### Source data
*-*-*

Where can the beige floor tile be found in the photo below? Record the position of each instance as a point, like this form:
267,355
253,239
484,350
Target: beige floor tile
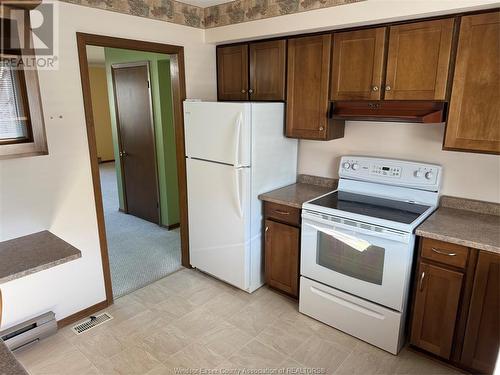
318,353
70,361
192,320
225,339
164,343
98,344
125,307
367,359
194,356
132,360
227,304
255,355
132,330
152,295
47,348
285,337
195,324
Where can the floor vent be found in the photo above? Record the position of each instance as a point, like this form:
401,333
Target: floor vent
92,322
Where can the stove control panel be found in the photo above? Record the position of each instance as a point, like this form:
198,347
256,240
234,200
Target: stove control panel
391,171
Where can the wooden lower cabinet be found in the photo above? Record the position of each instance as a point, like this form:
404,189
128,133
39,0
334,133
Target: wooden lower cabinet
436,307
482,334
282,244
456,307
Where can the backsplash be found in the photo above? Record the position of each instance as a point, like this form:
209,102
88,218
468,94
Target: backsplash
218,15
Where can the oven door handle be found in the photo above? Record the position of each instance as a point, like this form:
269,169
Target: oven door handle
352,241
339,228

*-*-*

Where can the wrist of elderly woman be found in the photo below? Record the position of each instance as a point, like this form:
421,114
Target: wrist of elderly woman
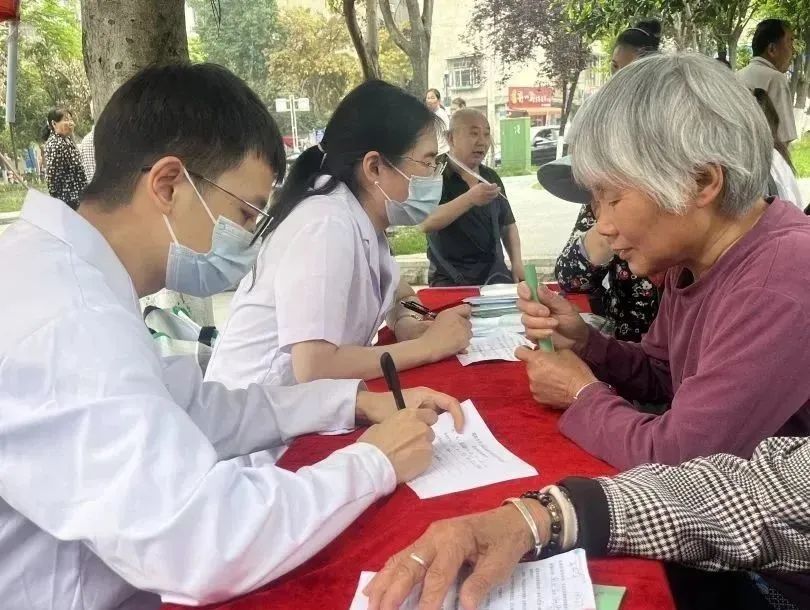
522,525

*-*-*

### What is expected
Which lines of the listing contain the string "above"? Copy every one of them.

### Reply
Where can the floor vent be found in the photo above? Record the position of each instance as a point, like this form:
Where can the stove control panel be found in the photo above? Record the position of each instance as a point, like this form:
Where can the wooden lower cabinet be found in the photo above? Record the position of each instance as a point, like this form:
Where can the backsplash be found in the photo above? Record the position of each instance as a point, like this form:
Where can the oven door handle be found in the photo above? Record the position of each instance as a point, like this form:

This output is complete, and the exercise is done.